2. Motion to suppress. The defendant filed a motion to suppress all statements made by the defendant to the police after the crime. He contended that his statements were not voluntary and that he had not made a knowing and voluntary waiver of his Miranda rights because of his level of intoxication and his low level of intelligence. There is, however, no per se rule holding statements given by individuals who suffer from mental impairment resulting from alcohol or mental disease to be inadmissible. Com*939monwealth v. Vazquez, 387 Mass. 96, 100 (1982). Commonwealth v. Libran, 405 Mass. 634, 639 (1989). A statement is inadmissible only if it would not have been obtained but for the effects of the confessor’s mental impairment. Commonwealth v. Libran, supra. Here, the motion judge (who was also the trial judge) concluded that any mental impairment''that the defendant suffered did not impede his ability to waive his Miranda rights or make a voluntary statement.

Stephen Hrones (Murray A. Kohn with him) for the defendant.

There was ample evidence to support this conclusion. While it is undisputed that the defendant had been drinking in the hours immediately before walking into the police station and spontaneously informing the desk officer that he had killed someone, there was evidence that he was able to walk without any trouble, was coherent, communicated accurate information to the police, and provided the police with directions to the scene of the crime. There was also evidence that he was conscious of the consequence of his actions when he stated to the detective who questioned him that he was wrong and deserved to be punished. Although there was evidence that the defendant possessed a below normal level of intelligence, there was no testimony that he was incapable of understanding his Miranda rights, which according to the evidence were read to him on at least three occasions — in fact at one point he stated he was aware of his rights without them being read to him. See Commonwealth v. Daniels, 366 Mass. 601, 606 (1975)(“an adult with a diminished or subnormal mental capacity may make an effective waiver of his rights and render a voluntary, knowing and admissible confession”); Commonwealth v. Wallen, 35 Mass. App. Ct. 915, 917 (1993). There was also evidence presented that he had worked steadily during his adult life, including employment as an MBTA bus driver, and was employed by a dry cleaner at the time of the commission of this crime. There was absolutely no evidence that the police coerced the defendant into making the incriminating statements or that his will was overborne by the police. See Commonwealth v. Medeiros, 395 Mass. 336, 346 (1985). In fact, there was evidence that two of the three statements that the judge ruled admissible were unsolicited by the police. Based upon our review of the record, we conclude that the judge properly denied the motion to suppress.

3. Witness seated at prosecutor’s table. The defendant asserts that it was reversible error for the judge to allow a police officer, who was the chief investigator in the case, to sit at the prosecutor’s table during the trial. The prosecutor represented that the officer’s presence was necessary because he had managed the case “from A to Z,” and the prosecutor would be conferring with him constantly. In these circumstances, we do not deem the judge’s allowance of the officer to be seated at counsel table an abuse of discretion. Commonwealth v. Auguste, 414 Mass. 51, 59-60 (1992).

Judgment affirmed.

Austin J. Freeley, Assistant District Attorney, for the Commonwealth.

# Given data
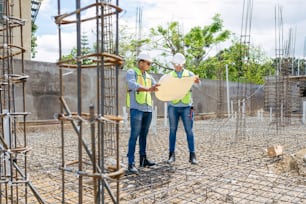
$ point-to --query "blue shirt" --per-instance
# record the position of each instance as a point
(180, 104)
(131, 79)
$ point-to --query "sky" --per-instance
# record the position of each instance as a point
(189, 13)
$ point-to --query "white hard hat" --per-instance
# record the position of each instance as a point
(144, 55)
(178, 58)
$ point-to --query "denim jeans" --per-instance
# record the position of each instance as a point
(187, 116)
(140, 123)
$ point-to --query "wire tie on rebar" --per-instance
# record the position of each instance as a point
(82, 119)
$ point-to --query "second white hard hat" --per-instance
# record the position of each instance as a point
(144, 55)
(178, 58)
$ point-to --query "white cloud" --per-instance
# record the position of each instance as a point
(196, 13)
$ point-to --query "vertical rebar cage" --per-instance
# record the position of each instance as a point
(94, 158)
(15, 186)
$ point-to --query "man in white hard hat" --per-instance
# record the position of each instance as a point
(140, 85)
(181, 108)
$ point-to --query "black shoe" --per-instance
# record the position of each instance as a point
(192, 158)
(132, 169)
(145, 162)
(171, 158)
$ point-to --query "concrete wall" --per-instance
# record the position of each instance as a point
(43, 91)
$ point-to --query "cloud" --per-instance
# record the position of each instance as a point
(190, 14)
(48, 47)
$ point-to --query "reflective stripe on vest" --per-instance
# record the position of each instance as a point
(141, 97)
(187, 98)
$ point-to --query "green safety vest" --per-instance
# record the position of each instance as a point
(187, 98)
(142, 97)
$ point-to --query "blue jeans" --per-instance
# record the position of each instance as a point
(187, 116)
(140, 124)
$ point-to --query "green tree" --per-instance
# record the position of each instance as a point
(129, 46)
(251, 70)
(195, 44)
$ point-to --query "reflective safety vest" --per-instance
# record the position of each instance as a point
(187, 98)
(141, 97)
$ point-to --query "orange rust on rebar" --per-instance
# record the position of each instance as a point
(10, 46)
(114, 117)
(75, 115)
(108, 59)
(60, 19)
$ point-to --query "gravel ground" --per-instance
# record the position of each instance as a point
(234, 166)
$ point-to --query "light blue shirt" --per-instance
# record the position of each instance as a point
(131, 79)
(180, 104)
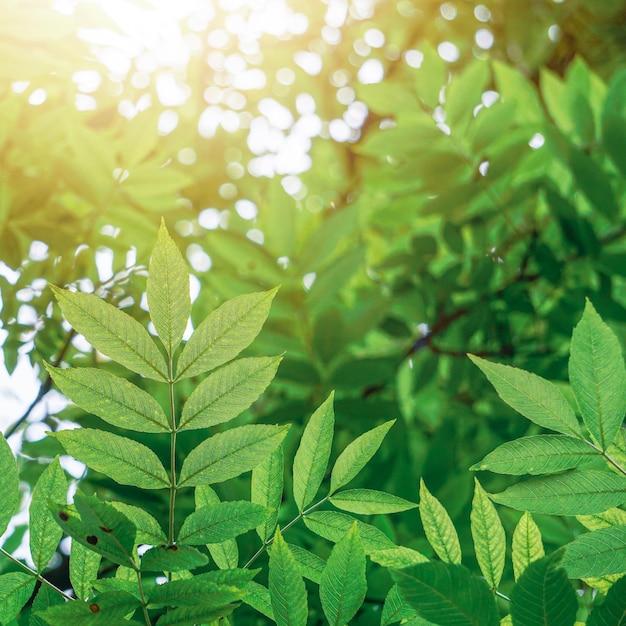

# Exercise requirements
1. Answer these questions from the court opinion:
(a) Who was employing the defendant when the crime was committed?
(b) On how many occasions, according to the evidence, were the defendant's Miranda rights read to him?
(c) What reason did the prosecutor give for needing the police officer at the prosecutor's table?
2. Reproduce everything in the court opinion from "3. Witness seated" down to "51, 59-60 (1992).".

# Outputs by task
1.
(a) A dry cleaner employed him.
(b) His rights were read to him on at least three occasions.
(c) The officer had managed the case "from A to Z," and the prosecutor would be conferring with him constantly.

2.
3. Witness seated at prosecutor’s table. The defendant asserts that it was reversible error for the judge to allow a police officer, who was the chief investigator in the case, to sit at the prosecutor’s table during the trial. The prosecutor represented that the officer’s presence was necessary because he had managed the case “from A to Z,” and the prosecutor would be conferring with him constantly. In these circumstances, we do not deem the judge’s allowance of the officer to be seated at counsel table an abuse of discretion. Commonwealth v. Auguste, 414 Mass. 51, 59-60 (1992).